**Task brief:**
Repeat the entries. Each one must match exactly.

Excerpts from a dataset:

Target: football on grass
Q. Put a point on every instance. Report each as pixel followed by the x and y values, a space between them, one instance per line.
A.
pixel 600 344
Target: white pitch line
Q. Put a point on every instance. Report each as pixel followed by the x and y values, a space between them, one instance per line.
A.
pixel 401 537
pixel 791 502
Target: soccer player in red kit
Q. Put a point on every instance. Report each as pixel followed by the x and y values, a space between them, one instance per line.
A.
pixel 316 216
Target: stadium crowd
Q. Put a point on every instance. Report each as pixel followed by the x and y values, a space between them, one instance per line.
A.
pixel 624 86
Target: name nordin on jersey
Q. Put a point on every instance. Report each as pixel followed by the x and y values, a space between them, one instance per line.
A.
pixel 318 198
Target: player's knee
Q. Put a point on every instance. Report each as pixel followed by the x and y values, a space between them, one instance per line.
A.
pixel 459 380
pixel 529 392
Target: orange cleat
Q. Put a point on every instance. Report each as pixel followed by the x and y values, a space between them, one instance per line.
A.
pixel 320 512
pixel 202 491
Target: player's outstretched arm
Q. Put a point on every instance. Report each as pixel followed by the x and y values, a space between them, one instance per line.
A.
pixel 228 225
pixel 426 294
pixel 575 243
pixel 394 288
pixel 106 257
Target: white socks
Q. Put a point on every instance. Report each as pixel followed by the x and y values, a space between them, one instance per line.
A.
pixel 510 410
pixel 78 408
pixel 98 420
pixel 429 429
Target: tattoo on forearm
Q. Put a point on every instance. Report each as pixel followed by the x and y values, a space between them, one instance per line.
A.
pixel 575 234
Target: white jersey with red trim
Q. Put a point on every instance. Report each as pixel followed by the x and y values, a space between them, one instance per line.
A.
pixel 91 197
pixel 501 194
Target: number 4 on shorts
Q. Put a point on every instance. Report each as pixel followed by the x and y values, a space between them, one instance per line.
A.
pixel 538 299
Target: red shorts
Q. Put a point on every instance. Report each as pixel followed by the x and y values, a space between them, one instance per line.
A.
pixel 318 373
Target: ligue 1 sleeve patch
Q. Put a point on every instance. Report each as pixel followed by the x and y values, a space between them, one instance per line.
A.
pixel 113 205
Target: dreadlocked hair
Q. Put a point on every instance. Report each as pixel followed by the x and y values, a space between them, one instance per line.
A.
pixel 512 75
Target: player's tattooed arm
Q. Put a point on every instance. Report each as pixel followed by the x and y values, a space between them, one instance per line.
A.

**Task result:**
Target: football on grass
Q. Put a point on every instance. Report each as pixel followed by the x and y values, a space between them, one instance per line.
A.
pixel 600 344
Target: white pitch line
Q. Put a point on every instance. Report each as pixel followed by the x and y values, a space between them, one instance per line.
A.
pixel 401 537
pixel 791 502
Target: soccer player in red kit
Q. Put a point on every instance. Report each as pixel followed by the x and y values, a space between them, one instance per line.
A.
pixel 316 216
Target: stadium crowd
Q. Put a point on every instance. Report each as pixel followed by the x and y values, a space between them, one instance per line.
A.
pixel 624 86
Target: name nordin on jersey
Q. Put a point on every instance. Report each as pixel followed by the x and y values, a space between them, one instance per line.
A.
pixel 318 198
Target: player's knee
Q. Put a point on every instance. Report each as pixel followed by the x and y values, a space between them, one instance per line.
A.
pixel 459 380
pixel 529 392
Target: orange cleat
Q. Put a point on every instance. Report each as pixel followed by the x and y values, a space between them, one instance per line.
A.
pixel 320 512
pixel 202 491
Target: player's outstretched arm
Q. Put a point on every instance. Report each as pixel followed by the x and y values, a space between them, one instance per line.
A.
pixel 228 225
pixel 426 294
pixel 575 243
pixel 394 288
pixel 106 257
Target: white socks
Q. Put a point on every instance. Report each as pixel followed by the x and y values, a space between them, one instance per line.
A.
pixel 510 410
pixel 78 408
pixel 98 420
pixel 429 429
Target: tattoo on forearm
Q. Put a point on every instance. Report each as pixel followed by the x and y values, a space between them, one instance per line.
A.
pixel 575 234
Target: white jersey with red trim
Q. Put a point on every instance. Report each as pixel followed by the x and y values, a space between them, one instance per line.
A.
pixel 91 197
pixel 501 194
Target: number 4 on shorts
Q. Put a point on every instance. Report each as pixel followed by the x and y values, a space between them, one instance per line.
A.
pixel 538 299
Target: red shorts
Q. Put a point on every instance. Report each as pixel followed by the x and y values, a space between them, one instance per line.
A.
pixel 318 373
Target: ligue 1 sleeve patch
Q. Put a point on every instance. Report each as pixel followed by the x and y values, a space between them, one instance per line.
A.
pixel 113 205
Target: dreadlocked hair
Q. Put a point on every instance. Report each as pixel followed by the x and y values, a space between them, one instance per line.
A.
pixel 512 75
Target: player's tattooed arm
Q. Put a point on every instance. Report each as pixel followed by the x and y values, a space between them, one instance per line.
A.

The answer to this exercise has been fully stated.